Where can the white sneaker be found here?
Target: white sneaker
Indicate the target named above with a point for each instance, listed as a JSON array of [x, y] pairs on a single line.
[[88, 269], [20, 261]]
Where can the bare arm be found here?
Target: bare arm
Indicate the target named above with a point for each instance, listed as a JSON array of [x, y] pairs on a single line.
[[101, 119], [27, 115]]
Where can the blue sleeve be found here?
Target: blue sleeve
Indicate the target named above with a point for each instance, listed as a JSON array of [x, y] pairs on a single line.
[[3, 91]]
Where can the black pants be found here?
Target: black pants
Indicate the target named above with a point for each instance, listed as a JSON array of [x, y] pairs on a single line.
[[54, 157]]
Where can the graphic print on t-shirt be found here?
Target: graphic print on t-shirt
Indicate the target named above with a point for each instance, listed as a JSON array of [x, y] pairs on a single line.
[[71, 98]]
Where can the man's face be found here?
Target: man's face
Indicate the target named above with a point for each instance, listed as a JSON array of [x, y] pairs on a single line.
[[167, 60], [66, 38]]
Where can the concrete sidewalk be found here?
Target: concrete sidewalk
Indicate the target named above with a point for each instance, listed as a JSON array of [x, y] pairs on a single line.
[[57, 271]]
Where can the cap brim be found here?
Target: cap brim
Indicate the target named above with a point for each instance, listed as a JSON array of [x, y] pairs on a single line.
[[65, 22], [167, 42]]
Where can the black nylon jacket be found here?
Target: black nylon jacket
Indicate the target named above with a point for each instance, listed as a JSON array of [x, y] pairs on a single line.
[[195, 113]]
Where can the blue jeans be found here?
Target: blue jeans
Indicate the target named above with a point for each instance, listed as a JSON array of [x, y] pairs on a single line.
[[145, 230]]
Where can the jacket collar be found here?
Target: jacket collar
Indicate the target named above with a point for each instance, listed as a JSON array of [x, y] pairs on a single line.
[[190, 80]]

* _PROBLEM DETAILS_: Within the records above, the line carrying "Where can the concrete" starts the range and the last line ends it. Set down that range exactly.

* _RESULT BELOW_:
Where can the concrete sidewalk be found here?
Target: concrete sidewalk
Indicate the target named above with a point for each instance, listed as a JSON array of [x, y] pairs on a single line.
[[57, 271]]
Where can the cap brim be found here?
Target: cap brim
Indicate the target named above with a point for each instance, listed as a JSON array of [x, y] pairs on a single line.
[[65, 22], [167, 42]]
Where can the black nylon jacket be found here?
Target: black nylon jacket
Indicate the target named above with a point for each instance, listed as a JSON array of [x, y] pairs on a single line.
[[195, 113]]
Where can the blue jeans be found here?
Target: blue jeans
Indicate the target named above with a point for each instance, listed as a JSON array of [x, y] pairs on a single line.
[[145, 230]]
Where can the jacket collar be found here?
Target: jacket collar
Indicate the target named above with a point for each instance, listed as a JSON array of [x, y] pairs on a single line.
[[190, 80]]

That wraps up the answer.